OPDRACHT
Beantwoord deze vragen aan de hand van het tekstfragment over de eerste grief:
(a) Tegen welke rechtsoverwegingen van het vonnis van de kantonrechter richt de eerste grief zich?
(b) Hoeveel procent van het oudedagspensioen bedraagt het weduwenpensioen volgens artikel 5 lid 2?
(c) Aan welk percentage van de pensioengrondslag is het jaarlijkse levenslange oudedagspensioen volgens artikel 4 lid 2 gelijk?

TEKSTFRAGMENT
☆ ☆ ☆ ☆ ☆

2. De eerste grief en de beoordeling daarvan

2.1. De eerste grief richt zich tegen de rechtsoverwegingen 3.3.1, 3.3.2, en
3.3.3 van het vonnis van de kantonrechter en de op die rechtsoverwegingen
gebaseerde beslissing van de kantonrechter om de periode van het
dienstverband van mevrouw F van vóór 17 mei 1990 bij het berekenen van het
nabestaandenpensioen van F niet buiten beschouwing te laten.

2.2. In de voornoemde overwegingen wijst de kantonrechter de stelling van het
assurantiekantoor, inhoudende dat de hoogte van haar weduwnaarspensioen wel
degelijk afhankelijk is van de voorafgaande tijdvakken van arbeid, af, dit
gelet op artikel 5 lid 2 van het pensioenreglement van het assurantiekantoor
en mede gelet op rechtsoverweging 59 van het Coloroll-arrest van het Europese
Hof.

2.3. Voornoemd artikel 5 lid 2 luidt als volgt: `Het weduwenpensioen bedraagt
70% van het volgens de leden 2 en 3 van artikel 4 berekende oudedagspensioen
dat de gewezen deelnemer genoot dan wel dat de deelnemer op de ingangsdatum
van het oudedagspensioen – bij ongewijzigde voortzetting van de verzekering –
zou zijn gaan genieten’. Bedoeld lid 2 van artikel 4 luidt als volgt: `Het
jaarlijkse levenslange oudedagspensioen is gelijk aan 1 3/4% van de
pensioengrondslag van de deelnemer op de datum van opneming, vermenigvuldigd
met het aantal pensioenjaren van de deelnemer. Voor de in lid 1 sub a
bedoelde deelnemers dient het aldus berekende oudedagspensioen, alsmede de
overeenkomstig lid 3 berekende verhogingen, respectievelijk verlagingen,
vermenigvuldigd te worden met 40/37′.

☆ ☆ ☆ ☆ ☆

GEGEVENSRECORDS

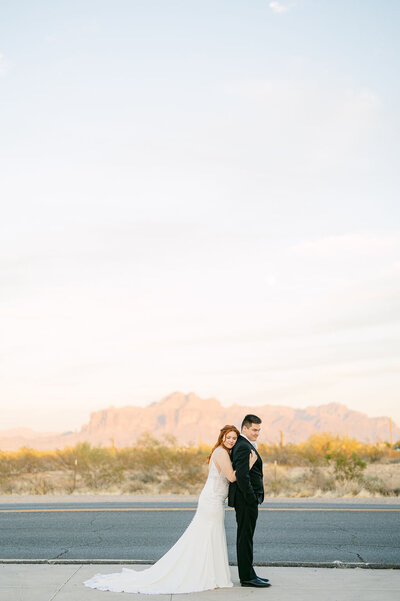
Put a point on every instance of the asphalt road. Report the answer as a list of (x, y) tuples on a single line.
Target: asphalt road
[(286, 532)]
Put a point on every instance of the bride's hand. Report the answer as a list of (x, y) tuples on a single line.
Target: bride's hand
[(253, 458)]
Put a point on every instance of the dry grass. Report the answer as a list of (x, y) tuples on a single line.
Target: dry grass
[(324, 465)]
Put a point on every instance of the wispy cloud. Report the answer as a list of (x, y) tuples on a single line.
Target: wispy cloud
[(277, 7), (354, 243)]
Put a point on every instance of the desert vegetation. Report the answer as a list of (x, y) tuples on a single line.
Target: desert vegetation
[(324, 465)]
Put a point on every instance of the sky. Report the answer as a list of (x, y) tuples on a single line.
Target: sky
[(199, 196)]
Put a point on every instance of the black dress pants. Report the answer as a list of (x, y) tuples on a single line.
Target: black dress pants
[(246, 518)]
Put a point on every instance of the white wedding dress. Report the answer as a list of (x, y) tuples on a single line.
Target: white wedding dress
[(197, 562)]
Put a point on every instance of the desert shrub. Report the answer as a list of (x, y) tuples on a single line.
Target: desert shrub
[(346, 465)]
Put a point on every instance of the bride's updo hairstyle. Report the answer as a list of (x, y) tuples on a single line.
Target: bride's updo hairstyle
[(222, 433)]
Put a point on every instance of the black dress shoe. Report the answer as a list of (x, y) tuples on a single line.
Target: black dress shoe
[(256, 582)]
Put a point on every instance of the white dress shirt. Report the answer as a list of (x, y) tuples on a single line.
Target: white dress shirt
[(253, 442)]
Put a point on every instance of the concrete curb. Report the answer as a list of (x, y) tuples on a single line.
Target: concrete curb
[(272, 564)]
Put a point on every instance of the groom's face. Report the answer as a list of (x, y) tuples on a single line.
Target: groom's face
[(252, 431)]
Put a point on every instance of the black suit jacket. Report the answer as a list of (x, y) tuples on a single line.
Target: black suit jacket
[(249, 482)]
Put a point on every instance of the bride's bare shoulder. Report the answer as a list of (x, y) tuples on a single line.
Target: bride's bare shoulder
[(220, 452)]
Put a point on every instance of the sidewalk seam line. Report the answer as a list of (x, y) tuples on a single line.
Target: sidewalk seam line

☆ ☆ ☆ ☆ ☆

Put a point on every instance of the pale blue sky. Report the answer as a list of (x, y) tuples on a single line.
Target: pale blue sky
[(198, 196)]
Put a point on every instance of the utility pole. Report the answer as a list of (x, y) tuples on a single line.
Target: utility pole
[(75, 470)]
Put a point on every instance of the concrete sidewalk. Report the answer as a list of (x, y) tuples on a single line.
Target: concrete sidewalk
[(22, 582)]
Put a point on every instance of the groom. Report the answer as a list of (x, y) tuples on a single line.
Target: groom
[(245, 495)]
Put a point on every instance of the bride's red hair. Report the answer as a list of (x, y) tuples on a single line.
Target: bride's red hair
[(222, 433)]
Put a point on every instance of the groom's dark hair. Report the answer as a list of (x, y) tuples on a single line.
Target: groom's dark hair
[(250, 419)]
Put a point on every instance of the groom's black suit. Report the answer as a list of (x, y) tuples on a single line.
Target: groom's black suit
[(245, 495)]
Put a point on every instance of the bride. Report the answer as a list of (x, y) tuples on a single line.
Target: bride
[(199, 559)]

☆ ☆ ☆ ☆ ☆

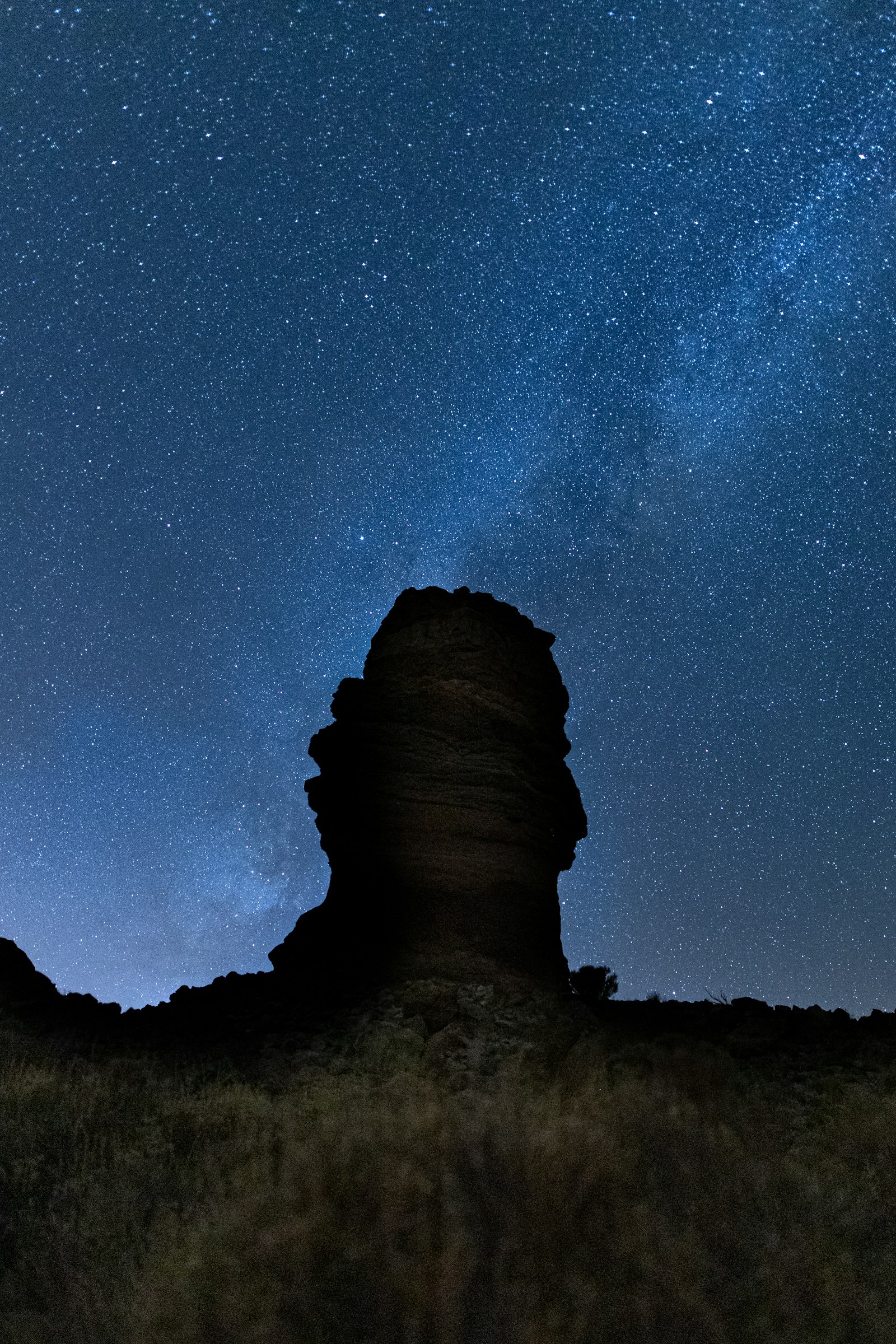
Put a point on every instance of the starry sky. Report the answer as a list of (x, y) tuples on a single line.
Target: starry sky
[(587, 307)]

☆ ☆ ☆ ☆ ☆

VERWACHT ANTWOORD
(a) Rechtsoverwegingen 3.3.1, 3.3.2 en 3.3.3
(b) 70%
(c) 1 3/4%